- TEXT SHOWN
━━━━━━━━
Tag: Anne-Louise Lambert

The Draughtsman’s Contract (1982)

The Draughtsman’s Contract (1982)

Cryptic puzzles abound in Greenaway’s debut, a striking, oblique country house murder mystery (with bodily fluids)

Director: Peter Greenaway

Cast: Anthony Higgins (Robert Neville), Janet Suzman (Virginia Herbert), Anne-Louise Lambert (Sarah Talmann), Hugh Fraser (Mr Talmann), Neil Cunningham (Thomas Noyes), Dave Hill (Mr Herbert), Michael Feast (Living statue), David Meyer & Tony Meyer (Poulenc brothers), Nicholas Amer (Parkes), Susan Crowley (Mrs Pierpont), Lynda La Plante (Mrs Clement)

Peter Greenaway’s work often feels more like complex, intellectual art projects than films. They are dizzying, mystifying morasses of symbolism, veiled hints, numerical games, puzzles and oblique references, all wrapped up in a stunning visual originality that speaks volumes for Greenaway’s instincts as an artist. All of which means to say, don’t come to a Greenaway film expecting such comforting things as plot or characters. The Draughtsman’s Contract was his first ‘narrative’ feature film and is still (perhaps) the finest example of his complex, challenging (and often, let’s be honest, frustrating) style. Constantly keeping you in your toes, there are few films like it out there.

Its 1694 and famed draughtsman Mr Neville (Anthony Higgins) is approached by country lady Mrs Hebert (Janet Suzman) to create twelve drawings of her husband’s expansive house and gardens, while her husband is away in London. Neville is less than interested in the commission – until Mrs Herbert agrees to his unusual terms that he will have complete control over the house and access to her person at any time that he wishes to “take his pleasure”. Neville sets about his drawings with the detailed fanaticism of a man determined to capture reality exactly as it is: but strange items and objects keep appearing in his panoramas, dutifully reproduced in his drawings. Mrs Herbert’s daughter Mrs Talmann (Anne-Louise Lambert) inveigles Neville into her own ‘contract’ for ‘taking her pleasure’. Is there is something going on in this house that Neville is unaware of?
━━━━━━━━
- SUPPLIED DATA

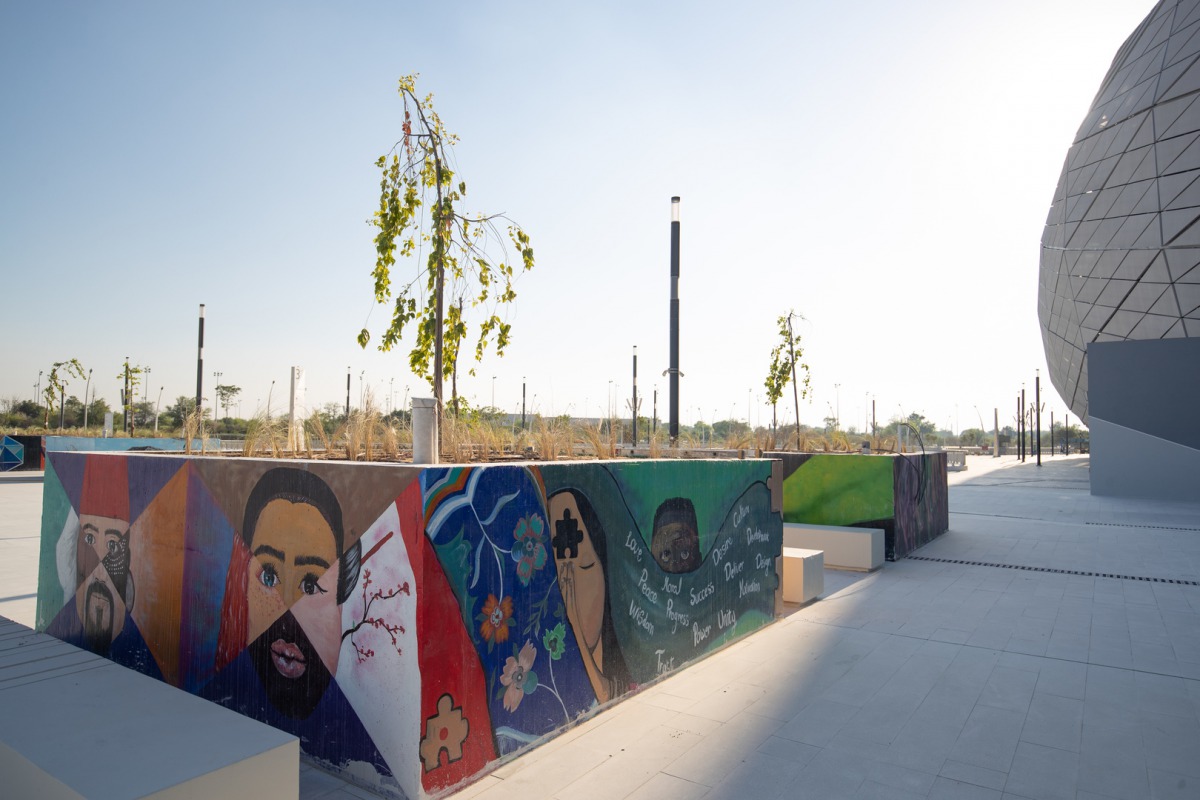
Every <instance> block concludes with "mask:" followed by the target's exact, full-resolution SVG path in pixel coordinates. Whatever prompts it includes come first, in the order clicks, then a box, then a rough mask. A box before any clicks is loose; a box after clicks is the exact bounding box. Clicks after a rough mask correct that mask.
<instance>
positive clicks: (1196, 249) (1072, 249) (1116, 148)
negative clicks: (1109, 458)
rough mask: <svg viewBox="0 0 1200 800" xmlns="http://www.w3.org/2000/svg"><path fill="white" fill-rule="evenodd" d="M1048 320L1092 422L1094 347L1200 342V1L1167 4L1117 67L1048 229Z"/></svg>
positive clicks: (1107, 82) (1131, 35)
mask: <svg viewBox="0 0 1200 800" xmlns="http://www.w3.org/2000/svg"><path fill="white" fill-rule="evenodd" d="M1038 320H1039V323H1040V325H1042V339H1043V343H1044V344H1045V351H1046V362H1048V365H1049V367H1050V378H1051V380H1052V381H1054V385H1055V387H1056V389H1057V390H1058V393H1060V395H1061V396H1062V397H1063V398H1064V399H1066V401H1067V404H1068V405H1069V407H1070V409H1072V411H1073V413H1075V414H1076V415H1078V416H1079V417H1080V419H1084V420H1086V419H1087V345H1088V343H1091V342H1115V341H1124V339H1158V338H1174V337H1200V0H1178V1H1172V0H1163V1H1162V2H1159V4H1158V5H1157V6H1156V7H1154V10H1153V11H1151V12H1150V14H1148V16H1147V17H1146V19H1145V20H1142V23H1141V24H1140V25H1139V26H1138V29H1136V30H1135V31H1134V32H1133V35H1130V36H1129V38H1128V40H1127V41H1126V42H1124V44H1122V46H1121V49H1120V50H1118V52H1117V54H1116V58H1115V59H1114V60H1112V66H1111V67H1110V68H1109V73H1108V74H1106V76H1105V78H1104V83H1102V84H1100V90H1099V92H1098V94H1097V96H1096V101H1094V102H1093V103H1092V108H1091V110H1090V112H1088V114H1087V116H1086V118H1085V119H1084V124H1082V125H1081V126H1080V128H1079V133H1078V134H1076V136H1075V143H1074V144H1073V145H1072V146H1070V150H1069V151H1068V152H1067V162H1066V163H1064V164H1063V168H1062V175H1061V176H1060V179H1058V188H1057V190H1056V191H1055V196H1054V205H1052V206H1051V207H1050V216H1049V218H1048V219H1046V227H1045V231H1044V234H1043V237H1042V267H1040V277H1039V288H1038Z"/></svg>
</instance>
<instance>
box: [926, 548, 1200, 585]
mask: <svg viewBox="0 0 1200 800" xmlns="http://www.w3.org/2000/svg"><path fill="white" fill-rule="evenodd" d="M906 558H908V559H913V560H917V561H937V563H940V564H962V565H964V566H990V567H996V569H1001V570H1020V571H1022V572H1054V573H1056V575H1078V576H1082V577H1085V578H1115V579H1117V581H1145V582H1148V583H1172V584H1175V585H1182V587H1200V581H1187V579H1183V578H1147V577H1145V576H1139V575H1117V573H1115V572H1092V571H1090V570H1060V569H1056V567H1050V566H1024V565H1020V564H1001V563H998V561H968V560H966V559H942V558H935V557H932V555H908V557H906Z"/></svg>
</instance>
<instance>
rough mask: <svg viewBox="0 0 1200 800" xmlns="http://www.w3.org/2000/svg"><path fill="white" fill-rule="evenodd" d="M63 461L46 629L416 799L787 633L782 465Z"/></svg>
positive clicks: (41, 568) (431, 793)
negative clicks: (762, 640)
mask: <svg viewBox="0 0 1200 800" xmlns="http://www.w3.org/2000/svg"><path fill="white" fill-rule="evenodd" d="M47 462H48V463H47V470H46V483H44V486H46V489H44V500H43V521H42V560H41V575H40V583H38V609H37V625H38V628H40V630H44V631H47V632H48V633H52V634H53V636H56V637H59V638H62V639H65V640H68V642H72V643H74V644H79V645H80V646H84V648H86V649H89V650H92V651H95V652H100V654H102V655H104V656H107V657H109V658H112V660H113V661H116V662H119V663H122V664H125V666H128V667H131V668H133V669H137V670H138V672H142V673H145V674H150V675H154V676H156V678H160V679H162V680H164V681H166V682H168V684H172V685H174V686H179V687H181V688H184V690H186V691H190V692H193V693H196V694H199V696H200V697H205V698H208V699H211V700H214V702H217V703H220V704H222V705H224V706H227V708H230V709H234V710H238V711H240V712H242V714H245V715H247V716H251V717H253V718H257V720H260V721H263V722H266V723H269V724H272V726H275V727H277V728H280V729H283V730H287V732H289V733H293V734H295V735H296V736H299V738H300V741H301V748H302V751H304V752H305V753H306V756H307V757H308V758H311V759H313V760H316V762H319V763H320V764H323V765H324V766H325V768H328V769H331V770H335V771H338V772H340V774H342V775H343V776H346V777H347V778H349V780H352V781H355V782H358V783H361V784H364V786H366V787H370V788H372V789H376V790H378V792H383V793H385V794H389V795H394V796H408V798H418V796H422V795H427V794H433V793H438V792H442V790H444V789H448V788H449V787H454V786H457V784H461V783H463V782H467V781H469V780H472V778H473V777H478V776H480V775H482V774H485V772H486V771H487V770H488V769H491V768H493V766H494V765H496V764H497V763H499V760H500V759H504V758H505V757H509V756H511V754H512V753H515V752H517V751H518V750H521V748H523V747H527V746H530V745H535V744H538V742H540V741H544V740H545V739H546V738H548V736H553V735H554V734H557V733H559V732H562V730H563V729H565V728H566V727H568V726H570V724H572V723H574V722H575V721H577V720H578V718H581V717H584V716H587V715H589V714H592V712H594V711H595V710H596V709H599V708H600V706H602V705H605V704H607V703H611V702H614V700H619V699H620V698H622V697H623V696H624V694H626V693H629V692H631V691H635V690H636V688H637V687H638V686H643V685H646V684H649V682H652V681H654V680H656V679H658V678H659V676H661V675H664V674H666V673H668V672H672V670H674V669H679V668H682V667H684V666H685V664H688V663H690V662H692V661H695V660H696V658H700V657H702V656H704V655H706V654H708V652H710V651H713V650H714V649H716V648H719V646H721V645H724V644H726V643H728V642H732V640H734V639H736V638H738V637H740V636H744V634H746V633H749V632H751V631H754V630H757V628H758V627H761V626H763V625H766V624H768V622H769V621H772V619H773V614H774V608H775V593H776V589H778V578H776V572H775V559H776V557H778V555H779V553H780V549H781V547H782V521H781V517H780V513H779V509H780V504H779V493H778V491H776V492H775V493H774V495H773V492H772V491H770V483H772V481H770V476H772V463H770V462H768V461H737V462H734V461H714V462H701V461H696V462H680V461H670V462H662V461H646V462H611V463H601V462H575V463H562V464H539V465H488V467H474V468H463V467H450V468H421V467H412V465H395V464H352V463H335V462H278V461H256V459H240V458H238V459H234V458H217V457H191V458H187V457H180V456H169V455H145V456H142V455H109V453H67V452H52V453H48V456H47ZM773 497H774V498H775V500H774V501H773Z"/></svg>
━━━━━━━━
- TASKS
1/ In the review of The Draughtsman's Contract, why are viewers told not to expect plot or characters from a Greenaway film? Answer in one to three sentences.
2/ Extend the review of The Draughtsman's Contract from its last sentence.
The items have nothing to do with the film review.

- OUTPUTS IN ORDER
1/ Greenaway's work feels more like complex, intellectual art projects than films. They are dizzying, mystifying morasses of symbolism, veiled hints, numerical games, puzzles and oblique references, all wrapped up in a striking visual originality.

2/
Greenaway described the film as, in part, an Agatha Christie style murder mystery, with the unloved, bullying husband Mr Herbert as the victim. But then, in true Greenaway style, he also stated any explanation of the identity of the killers, their motives or indeed anything that could explain the crime was unnecessary because the clues were all there and any half-way intelligent viewer could figure them out. In many ways it’s a huge pleasure to have a director who treats his audience with such respect. It’s also an indication, perhaps, that plot was also the thing he was least interested in.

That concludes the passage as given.